■ **Written problem 1**:
Format the rows that follow the article on the DISD superintendent as a Markdown table with columns "No." and "Line", giving each non-blank line its own numbered row. Leave the pictures out.

++++ Source ++++

But as the married superintendent of one of the nation's largest school districts, Gonzalez clearly would have been on treacherous ground if she'd courted such a link with Harden. According to her contract with the DISD board, she must not violate the community's moral code--although that "code" isn't spelled out. Questions of adultery aside, she would also risk raising troubling issues about the propriety of a boss dating a subordinate at the same time she was conducting a far-ranging investigation into corruption among district employees.

The consensual aspect of Harden's relationship with Gonzalez will undoubtedly muddy the waters if a court ever considers his allegations that Gonzalez sexually harassed him. Given the evidence that Gonzalez tracked his personal car and eventually tried to fire him, Harden's lawyers could argue that while the two once shared a romantic relationship of some sort, she retaliated against him once he rejected her advances.

It was already dusk on a hot mid-August evening when Matthew Harden, Jr. stopped at the Blockbuster video store in DeSoto on his way home from work. The night before, he'd watched Turbulence, an action thriller starring Ray Liotta.

"It was about a group of unsavory characters who take over an airplane," Harden recalled as he sat in his lawyer's office--wondering if perhaps the same thing wasn't happening at DISD. Harden seemed a little surprised that he could still remember the plot, given all that's transpired in the month since he popped the movie into his VCR. Then again, his own life resembles a cheesy thriller these days.

Or perhaps he recalls it so clearly because it was on that same evening at the Blockbuster store that Harden uncovered a piece of disturbing evidence that would ultimately convince him to wage an open, high-stakes battle against the DISD superintendent.

++++ Material for the task ++++

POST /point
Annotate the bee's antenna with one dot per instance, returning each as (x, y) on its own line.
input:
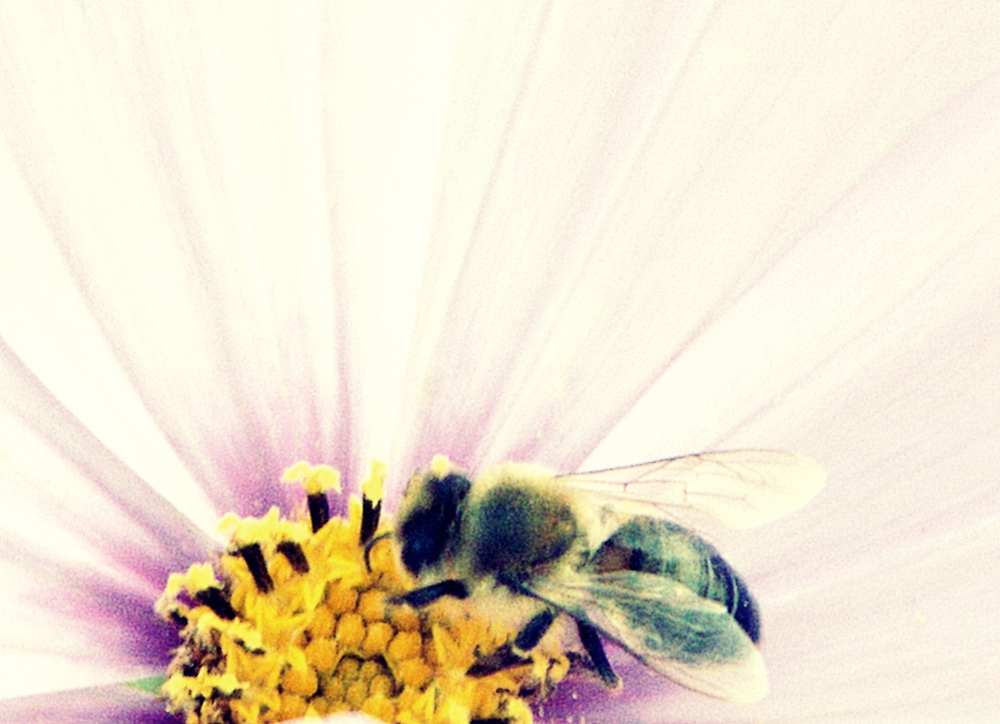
(371, 544)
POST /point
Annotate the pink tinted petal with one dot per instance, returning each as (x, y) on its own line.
(46, 322)
(875, 602)
(207, 176)
(118, 704)
(589, 271)
(86, 546)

++++

■ **Written problem 2**:
Quote the whole DISD superintendent article above word for word.

■ **Correct response 1**:
| No. | Line |
|---|---|
| 1 | POST /point |
| 2 | Annotate the bee's antenna with one dot per instance, returning each as (x, y) on its own line. |
| 3 | input: |
| 4 | (371, 544) |
| 5 | POST /point |
| 6 | Annotate the pink tinted petal with one dot per instance, returning each as (x, y) on its own line. |
| 7 | (46, 322) |
| 8 | (875, 602) |
| 9 | (207, 176) |
| 10 | (118, 704) |
| 11 | (589, 271) |
| 12 | (86, 546) |

■ **Correct response 2**:
But as the married superintendent of one of the nation's largest school districts, Gonzalez clearly would have been on treacherous ground if she'd courted such a link with Harden. According to her contract with the DISD board, she must not violate the community's moral code--although that "code" isn't spelled out. Questions of adultery aside, she would also risk raising troubling issues about the propriety of a boss dating a subordinate at the same time she was conducting a far-ranging investigation into corruption among district employees.

The consensual aspect of Harden's relationship with Gonzalez will undoubtedly muddy the waters if a court ever considers his allegations that Gonzalez sexually harassed him. Given the evidence that Gonzalez tracked his personal car and eventually tried to fire him, Harden's lawyers could argue that while the two once shared a romantic relationship of some sort, she retaliated against him once he rejected her advances.

It was already dusk on a hot mid-August evening when Matthew Harden, Jr. stopped at the Blockbuster video store in DeSoto on his way home from work. The night before, he'd watched Turbulence, an action thriller starring Ray Liotta.

"It was about a group of unsavory characters who take over an airplane," Harden recalled as he sat in his lawyer's office--wondering if perhaps the same thing wasn't happening at DISD. Harden seemed a little surprised that he could still remember the plot, given all that's transpired in the month since he popped the movie into his VCR. Then again, his own life resembles a cheesy thriller these days.

Or perhaps he recalls it so clearly because it was on that same evening at the Blockbuster store that Harden uncovered a piece of disturbing evidence that would ultimately convince him to wage an open, high-stakes battle against the DISD superintendent.